PROVIDED PASSAGE:

The government has responded with money: LPG subsidy allocations for FY 2026-27 have been scaled up, with approved OMC compensation for under-recovery losses standing at Rs 30,000 crore, and a separate Rs 17,500 crore support package. But subsidies compensate for price. They do not compensate for absence. You cannot subsidise a cylinder that has not arrived.
At the petrol pump: the silence of held prices
India's fuel prices have, on the surface, held steady. As of 7 April 2026, petrol in Delhi stands at Rs 94.77 per litre and diesel at Rs 87.67. In Mumbai, petrol is Rs 103.54. These numbers have barely moved since the crisis began.
This stability is not free. It is purchased.
On 27 March 2026, the central government slashed excise duty by Rs 10 per litre on petrol -- bringing it down to a skeletal Rs 3 per litre -- and zeroed out excise duty on diesel entirely. This is a staggering fiscal sacrifice. India collected roughly Rs 3.4 lakh crore from petroleum excise in FY 2025-26. At current consumption levels, zeroing diesel excise and slashing petrol excise means the government is forgoing somewhere in the range of Rs 1.5-2 lakh crore annually in revenue -- money that would have funded roads, schools, and rural employment.
Finance Minister Nirmala Sitharaman reassured the nation that India has 74 days of combined oil reserves (commercial stocks plus strategic reserves) and that inflation is unlikely to surge. The 74-day figure, however, deserves scrutiny. India's Strategic Petroleum Reserve -- the emergency stockpile, the last line of defence -- holds just 3.372 million metric tonnes of crude, about 64 percent of its total 5.33 MMT capacity. That translates to approximately 9.5 days of crude requirement. Nine and a half days. The rest of the 74-day figure comes from commercial inventories held by oil marketing companies, which are working stock, not emergency reserves. They exist to keep refineries running, not to weather a prolonged blockade.

DATASET EXTRACT:
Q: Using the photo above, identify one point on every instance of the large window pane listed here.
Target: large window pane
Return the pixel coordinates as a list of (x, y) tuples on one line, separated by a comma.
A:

INSTRUCTION 1: List every per-litre retail fuel price that the passage on India's fuel prices gives, with its city and fuel type.
INSTRUCTION 2: Continue the passage on India's fuel prices from where it stops.

WRITTEN REPLY 1:
- Petrol in Delhi: Rs 94.77 per litre
- Diesel in Delhi: Rs 87.67 per litre
- Petrol in Mumbai: Rs 103.54 per litre

WRITTEN REPLY 2:
For comparison: the United States maintains a Strategic Petroleum Reserve of roughly 400 million barrels -- about 40 days of total consumption. Japan holds 133 days. South Korea, 90. India's 9.5 days of strategic reserves is not a cushion. It is a prayer.
The government has plans to expand SPR capacity to 118 lakh tonnes by 2029. But 2029 is not 2026, and the Strait of Hormuz did not wait for India's infrastructure timeline.
The premium you are already paying
If the government is absorbing the crude price shock at the pump, where is the pain showing up? Everywhere else.
In the air. Air India announced a fuel surcharge hike effective 8 April -- today. The airline has moved from flat fees to a distance-based model: Rs 299 for short hops under 500 km, climbing to Rs 899 for domestic routes over 2,000 km. International surcharges are steeper: USD 50 for West Asia, USD 200 for Europe, USD 280 for North America and Australia. IndiGo has made similar moves. The underlying reason is brutally simple: average jet fuel prices rose to $195.19 per barrel in late March, nearly doubling from $99.40 at the end of February. When fuel is half your operating cost, you pass it on or you ground planes.
On your plate. Vegetable oil prices rose 6 percent year-on-year in March. India imports 55-60 percent of its edible oil -- palm, soybean, sunflower -- from Malaysia, Indonesia, the US, Russia and Ukraine. Higher crude prices raise shipping costs; container surcharges have reportedly reached $4,000. The oil in your samosa, the ghee in your dal -- their price is connected by a chain of freight costs, refining margins, and shipping lanes that runs straight through the Strait of Hormuz.
In the currency markets. The rupee has fallen to a record low of 93.94 against the US dollar. Foreign institutional investors offloaded shares worth approximately Rs 1,11,000 crore in March alone -- one of the largest monthly outflows on record. A weaker rupee makes every import dearer, creating a feedback loop: oil costs more in dollars, the rupee falls because India pays more for oil, and the next oil shipment costs even more in rupees.
In the growth forecasts. Moody's has revised India's 2026-27 growth forecast from 6.8 percent to 6 percent. An EY report estimates the Middle East conflict could lower India's real GDP growth by a full percentage point and push retail inflation up by 1.5 percentage points if the war continues into FY27. Inflation, which stood at 3.21 percent in February 2026, is projected by Moody's to average 4.8 percent in FY27 -- double the FY26 average.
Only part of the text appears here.